[Data extract]

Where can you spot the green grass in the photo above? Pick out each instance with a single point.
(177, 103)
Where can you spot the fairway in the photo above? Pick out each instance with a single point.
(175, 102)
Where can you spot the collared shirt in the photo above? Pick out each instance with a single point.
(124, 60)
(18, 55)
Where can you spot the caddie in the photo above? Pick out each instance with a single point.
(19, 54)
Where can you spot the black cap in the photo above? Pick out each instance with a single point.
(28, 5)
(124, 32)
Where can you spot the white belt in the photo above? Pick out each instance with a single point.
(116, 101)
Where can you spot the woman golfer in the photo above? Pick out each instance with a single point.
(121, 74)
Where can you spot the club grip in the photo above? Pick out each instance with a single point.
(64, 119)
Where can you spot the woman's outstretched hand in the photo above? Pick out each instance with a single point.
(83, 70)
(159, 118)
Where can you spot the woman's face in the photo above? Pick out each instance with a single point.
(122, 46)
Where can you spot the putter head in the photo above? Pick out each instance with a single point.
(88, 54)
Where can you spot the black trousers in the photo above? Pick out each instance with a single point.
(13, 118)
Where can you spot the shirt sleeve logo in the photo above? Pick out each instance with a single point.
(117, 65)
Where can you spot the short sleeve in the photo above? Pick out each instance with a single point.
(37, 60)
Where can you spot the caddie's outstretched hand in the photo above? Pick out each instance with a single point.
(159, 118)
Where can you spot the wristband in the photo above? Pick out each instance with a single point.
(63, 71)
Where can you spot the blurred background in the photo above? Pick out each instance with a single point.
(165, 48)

[What the task requires] Would you reproduce all the entries exactly?

[Result of the exercise]
Where can you spot the green grass in the photo above? Pick out each instance with a single point.
(177, 103)
Where can you spot the fairway in the photo above? Pick out each instance with a single point.
(175, 102)
Where can you spot the collared shirt in the photo above? Pick out each instance with a single point.
(124, 60)
(18, 55)
Where can you spot the caddie in the photo above? Pick out each instance with a single point.
(19, 54)
Where can you spot the black cap in the photo above? Pick out each instance with a single point.
(28, 5)
(124, 32)
Where can you spot the white belt in the photo above? Pick out each instance with a single point.
(116, 101)
Where can you spot the woman golfer in the photo above? Pick out each instance with a single point.
(121, 74)
Where can you spot the club grip in the photo above? Pick out each instance with a single point.
(64, 119)
Where can you spot the woman's outstretched hand in the photo above? Pick out each instance with a single point.
(83, 70)
(159, 118)
Where can you spot the woman's face in the photo above? Pick out each instance with a single point.
(122, 46)
Where can you spot the putter head in the photo above? Pick out each instance with a single point.
(88, 54)
Where can you spot the black trousers in the photo above? Pick out each instance with a single point.
(13, 118)
Where can you spot the shirt sleeve logo in the photo above? Pick out each instance with a single point.
(117, 65)
Where can you spot the short sleeve in the photo above? Pick out each instance with a single point.
(37, 60)
Where can you spot the caddie's outstretched hand in the photo above? Pick out each instance with a single point.
(159, 118)
Where can you spot the wristband in the photo above? Pick out each instance with a single point.
(63, 71)
Where can you spot the blurred background in the photo above? Pick out each instance with a single point.
(165, 48)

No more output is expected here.